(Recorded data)
####################
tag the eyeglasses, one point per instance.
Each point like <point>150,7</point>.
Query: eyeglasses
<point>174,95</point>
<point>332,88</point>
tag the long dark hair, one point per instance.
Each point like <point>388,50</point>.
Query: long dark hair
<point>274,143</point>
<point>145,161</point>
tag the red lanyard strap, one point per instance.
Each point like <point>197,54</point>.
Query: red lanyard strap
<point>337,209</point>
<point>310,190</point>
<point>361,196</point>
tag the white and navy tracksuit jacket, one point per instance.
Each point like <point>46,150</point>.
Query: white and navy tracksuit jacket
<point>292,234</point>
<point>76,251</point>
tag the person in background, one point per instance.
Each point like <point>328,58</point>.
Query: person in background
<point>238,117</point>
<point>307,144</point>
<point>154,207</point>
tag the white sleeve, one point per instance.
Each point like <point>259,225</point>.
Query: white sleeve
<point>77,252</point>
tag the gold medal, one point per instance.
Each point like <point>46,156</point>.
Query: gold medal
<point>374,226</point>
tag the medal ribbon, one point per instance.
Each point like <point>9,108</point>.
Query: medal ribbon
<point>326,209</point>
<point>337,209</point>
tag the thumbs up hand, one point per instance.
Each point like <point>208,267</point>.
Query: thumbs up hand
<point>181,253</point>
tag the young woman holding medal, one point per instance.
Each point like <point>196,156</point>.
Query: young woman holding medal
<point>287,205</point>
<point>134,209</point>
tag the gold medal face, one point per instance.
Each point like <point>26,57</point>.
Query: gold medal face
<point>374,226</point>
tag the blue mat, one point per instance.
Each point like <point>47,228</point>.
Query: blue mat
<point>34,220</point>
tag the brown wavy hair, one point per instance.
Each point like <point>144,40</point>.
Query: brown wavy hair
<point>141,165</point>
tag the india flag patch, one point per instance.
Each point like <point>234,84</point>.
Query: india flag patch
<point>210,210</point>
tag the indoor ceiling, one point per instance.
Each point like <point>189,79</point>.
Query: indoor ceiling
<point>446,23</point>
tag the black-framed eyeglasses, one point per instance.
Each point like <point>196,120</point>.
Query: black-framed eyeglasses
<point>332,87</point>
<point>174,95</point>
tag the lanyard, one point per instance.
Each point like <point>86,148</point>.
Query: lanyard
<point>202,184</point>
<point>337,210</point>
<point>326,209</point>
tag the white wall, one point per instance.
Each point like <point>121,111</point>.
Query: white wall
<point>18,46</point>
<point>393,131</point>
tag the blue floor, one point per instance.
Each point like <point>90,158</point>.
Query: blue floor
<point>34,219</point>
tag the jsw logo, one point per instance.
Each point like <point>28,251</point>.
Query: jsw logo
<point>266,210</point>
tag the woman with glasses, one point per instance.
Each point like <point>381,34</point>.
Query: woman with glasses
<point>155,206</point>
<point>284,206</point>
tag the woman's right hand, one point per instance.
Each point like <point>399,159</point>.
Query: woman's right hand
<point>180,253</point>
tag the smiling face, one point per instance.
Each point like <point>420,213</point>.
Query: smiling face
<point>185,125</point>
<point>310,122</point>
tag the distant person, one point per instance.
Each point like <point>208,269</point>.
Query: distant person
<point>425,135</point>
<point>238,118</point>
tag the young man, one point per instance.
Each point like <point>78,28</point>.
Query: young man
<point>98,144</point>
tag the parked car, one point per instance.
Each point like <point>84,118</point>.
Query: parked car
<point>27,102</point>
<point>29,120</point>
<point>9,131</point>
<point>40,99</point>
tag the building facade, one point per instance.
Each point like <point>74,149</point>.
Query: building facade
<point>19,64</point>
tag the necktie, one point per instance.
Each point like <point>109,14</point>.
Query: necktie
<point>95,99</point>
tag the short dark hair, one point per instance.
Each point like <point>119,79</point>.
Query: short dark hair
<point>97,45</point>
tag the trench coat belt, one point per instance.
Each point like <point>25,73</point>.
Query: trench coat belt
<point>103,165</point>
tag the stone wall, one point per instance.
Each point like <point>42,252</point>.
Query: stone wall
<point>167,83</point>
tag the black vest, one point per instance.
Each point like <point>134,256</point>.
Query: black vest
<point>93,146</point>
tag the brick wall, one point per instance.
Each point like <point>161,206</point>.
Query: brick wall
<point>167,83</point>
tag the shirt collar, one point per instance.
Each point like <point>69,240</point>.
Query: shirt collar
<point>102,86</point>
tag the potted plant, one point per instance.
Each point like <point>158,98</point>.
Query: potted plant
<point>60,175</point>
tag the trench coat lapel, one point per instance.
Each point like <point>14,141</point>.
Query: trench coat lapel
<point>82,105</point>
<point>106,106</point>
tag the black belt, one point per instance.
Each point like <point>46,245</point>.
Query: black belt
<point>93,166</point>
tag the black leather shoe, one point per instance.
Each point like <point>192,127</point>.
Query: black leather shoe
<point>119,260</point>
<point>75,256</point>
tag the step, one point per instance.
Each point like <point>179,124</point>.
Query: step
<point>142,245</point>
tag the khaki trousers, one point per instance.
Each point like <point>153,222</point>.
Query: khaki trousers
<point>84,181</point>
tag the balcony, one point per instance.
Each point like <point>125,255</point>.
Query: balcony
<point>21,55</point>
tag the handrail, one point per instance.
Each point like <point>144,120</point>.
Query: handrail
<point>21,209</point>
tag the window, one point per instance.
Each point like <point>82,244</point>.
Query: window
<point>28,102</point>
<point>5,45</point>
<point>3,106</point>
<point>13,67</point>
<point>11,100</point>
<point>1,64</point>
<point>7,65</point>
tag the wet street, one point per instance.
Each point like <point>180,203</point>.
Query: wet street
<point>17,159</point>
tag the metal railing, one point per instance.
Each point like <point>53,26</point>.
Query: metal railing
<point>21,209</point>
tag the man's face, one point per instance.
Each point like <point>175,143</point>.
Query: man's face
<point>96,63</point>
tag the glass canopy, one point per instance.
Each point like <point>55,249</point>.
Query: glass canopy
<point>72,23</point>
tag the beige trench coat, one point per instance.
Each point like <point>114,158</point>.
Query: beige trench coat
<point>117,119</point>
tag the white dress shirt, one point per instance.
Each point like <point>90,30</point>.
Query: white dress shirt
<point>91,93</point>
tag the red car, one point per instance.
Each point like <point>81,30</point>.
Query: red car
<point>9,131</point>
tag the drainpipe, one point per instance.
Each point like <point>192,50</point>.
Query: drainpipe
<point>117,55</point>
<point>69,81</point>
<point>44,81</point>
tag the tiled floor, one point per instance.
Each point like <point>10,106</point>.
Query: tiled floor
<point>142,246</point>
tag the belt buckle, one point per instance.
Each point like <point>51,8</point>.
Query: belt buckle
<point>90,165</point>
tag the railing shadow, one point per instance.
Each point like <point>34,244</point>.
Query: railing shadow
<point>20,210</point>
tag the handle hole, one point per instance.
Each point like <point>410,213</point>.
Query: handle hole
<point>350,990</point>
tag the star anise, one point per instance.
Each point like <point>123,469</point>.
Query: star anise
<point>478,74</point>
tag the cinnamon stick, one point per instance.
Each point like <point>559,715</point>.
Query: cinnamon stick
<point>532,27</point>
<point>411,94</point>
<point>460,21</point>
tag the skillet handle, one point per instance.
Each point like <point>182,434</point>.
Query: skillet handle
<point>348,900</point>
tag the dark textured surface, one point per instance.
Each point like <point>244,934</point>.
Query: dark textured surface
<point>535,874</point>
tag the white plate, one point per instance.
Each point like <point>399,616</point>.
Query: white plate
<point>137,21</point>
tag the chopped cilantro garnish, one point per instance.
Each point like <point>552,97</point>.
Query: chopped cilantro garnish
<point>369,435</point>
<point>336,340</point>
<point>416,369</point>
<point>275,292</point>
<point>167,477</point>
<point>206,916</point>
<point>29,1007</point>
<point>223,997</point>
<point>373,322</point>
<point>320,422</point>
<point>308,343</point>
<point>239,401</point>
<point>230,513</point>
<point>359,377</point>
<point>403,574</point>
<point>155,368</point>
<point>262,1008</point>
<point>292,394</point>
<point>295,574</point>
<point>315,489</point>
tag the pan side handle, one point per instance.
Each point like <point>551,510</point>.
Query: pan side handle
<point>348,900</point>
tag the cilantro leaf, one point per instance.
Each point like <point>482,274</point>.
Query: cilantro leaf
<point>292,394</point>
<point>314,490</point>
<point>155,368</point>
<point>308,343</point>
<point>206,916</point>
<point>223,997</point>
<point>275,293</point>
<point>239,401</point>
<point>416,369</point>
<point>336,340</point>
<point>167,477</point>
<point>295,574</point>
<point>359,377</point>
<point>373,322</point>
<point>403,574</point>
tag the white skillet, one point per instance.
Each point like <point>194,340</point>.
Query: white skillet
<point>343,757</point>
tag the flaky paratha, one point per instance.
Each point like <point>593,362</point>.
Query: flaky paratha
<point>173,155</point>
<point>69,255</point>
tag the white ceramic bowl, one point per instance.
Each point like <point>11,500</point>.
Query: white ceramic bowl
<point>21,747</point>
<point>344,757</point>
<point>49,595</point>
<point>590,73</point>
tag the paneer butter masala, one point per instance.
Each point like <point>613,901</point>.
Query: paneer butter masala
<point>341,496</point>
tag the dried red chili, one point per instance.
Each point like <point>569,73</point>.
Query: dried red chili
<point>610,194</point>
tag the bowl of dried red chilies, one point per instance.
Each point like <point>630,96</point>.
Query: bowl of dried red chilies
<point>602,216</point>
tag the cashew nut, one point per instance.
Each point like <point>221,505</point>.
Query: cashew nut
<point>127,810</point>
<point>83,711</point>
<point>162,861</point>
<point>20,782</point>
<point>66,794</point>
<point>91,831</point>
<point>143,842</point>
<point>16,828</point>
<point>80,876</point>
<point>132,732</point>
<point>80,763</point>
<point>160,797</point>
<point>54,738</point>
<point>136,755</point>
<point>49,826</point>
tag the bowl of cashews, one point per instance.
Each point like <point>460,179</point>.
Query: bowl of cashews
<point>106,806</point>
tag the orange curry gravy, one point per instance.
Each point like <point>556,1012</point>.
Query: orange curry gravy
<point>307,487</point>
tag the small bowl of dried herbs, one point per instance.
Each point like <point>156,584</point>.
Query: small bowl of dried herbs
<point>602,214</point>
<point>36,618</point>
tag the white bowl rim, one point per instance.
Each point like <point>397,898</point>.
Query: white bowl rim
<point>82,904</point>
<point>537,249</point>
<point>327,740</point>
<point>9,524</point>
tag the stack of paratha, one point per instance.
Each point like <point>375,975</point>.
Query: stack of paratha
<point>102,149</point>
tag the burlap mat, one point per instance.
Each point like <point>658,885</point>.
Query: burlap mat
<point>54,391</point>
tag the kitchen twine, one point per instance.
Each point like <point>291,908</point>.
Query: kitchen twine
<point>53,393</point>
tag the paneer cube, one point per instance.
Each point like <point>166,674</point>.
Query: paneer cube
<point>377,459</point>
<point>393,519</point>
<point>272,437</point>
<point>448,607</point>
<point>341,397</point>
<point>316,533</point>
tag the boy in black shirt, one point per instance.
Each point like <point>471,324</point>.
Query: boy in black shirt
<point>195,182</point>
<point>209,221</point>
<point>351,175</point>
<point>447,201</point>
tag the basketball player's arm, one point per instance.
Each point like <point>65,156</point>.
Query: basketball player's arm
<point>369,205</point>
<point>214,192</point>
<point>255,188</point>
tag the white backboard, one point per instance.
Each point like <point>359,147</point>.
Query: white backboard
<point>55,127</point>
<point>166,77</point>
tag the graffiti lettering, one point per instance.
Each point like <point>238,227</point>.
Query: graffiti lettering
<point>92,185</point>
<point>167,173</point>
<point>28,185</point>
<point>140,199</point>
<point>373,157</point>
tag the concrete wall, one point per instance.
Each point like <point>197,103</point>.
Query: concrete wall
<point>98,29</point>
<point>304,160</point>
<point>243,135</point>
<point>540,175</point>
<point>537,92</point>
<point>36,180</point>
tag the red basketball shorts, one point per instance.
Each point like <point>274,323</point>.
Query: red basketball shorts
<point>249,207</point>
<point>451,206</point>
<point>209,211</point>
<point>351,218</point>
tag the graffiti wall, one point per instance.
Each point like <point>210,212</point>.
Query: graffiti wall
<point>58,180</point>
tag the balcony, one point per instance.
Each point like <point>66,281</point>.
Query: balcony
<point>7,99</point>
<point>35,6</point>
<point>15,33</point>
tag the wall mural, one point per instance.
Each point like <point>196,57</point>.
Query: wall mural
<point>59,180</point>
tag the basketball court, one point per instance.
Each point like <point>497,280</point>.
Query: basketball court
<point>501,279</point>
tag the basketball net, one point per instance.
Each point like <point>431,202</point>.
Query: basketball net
####################
Task objective: Transcribe the records from their first line. Stop after the line with "Each point like <point>26,57</point>.", including it.

Written response:
tag the eyeglasses, one point per instance.
Each point like <point>150,7</point>.
Query: eyeglasses
<point>174,95</point>
<point>332,88</point>
tag the long dark hair, one point per instance.
Each point like <point>388,50</point>.
Query: long dark hair
<point>274,143</point>
<point>145,161</point>
tag the red lanyard strap, one point per instance.
Each point like <point>197,54</point>.
Query: red lanyard strap
<point>337,209</point>
<point>310,190</point>
<point>361,196</point>
tag the white and navy tracksuit jacket, one point per instance.
Each point like <point>46,150</point>.
Query: white and navy tracksuit jacket
<point>292,234</point>
<point>76,251</point>
tag the person in background, one point per instance.
Each point like <point>328,58</point>.
Query: person in background
<point>238,117</point>
<point>307,144</point>
<point>154,207</point>
tag the white sleeve, one point per instance.
Each point like <point>259,225</point>.
Query: white sleeve
<point>77,252</point>
tag the gold medal, one point per instance.
Each point like <point>46,156</point>.
Query: gold medal
<point>374,226</point>
tag the medal ribbon, one point per instance.
Each point like <point>9,108</point>.
Query: medal ribbon
<point>326,209</point>
<point>337,209</point>
tag the thumbs up hand, one point per instance.
Each point like <point>208,267</point>.
Query: thumbs up hand
<point>181,253</point>
tag the young woman holding medal, one point per instance.
Each point like <point>196,156</point>.
Query: young woman holding medal
<point>287,205</point>
<point>134,209</point>
tag the gold medal face, one point per instance.
Each point like <point>26,57</point>.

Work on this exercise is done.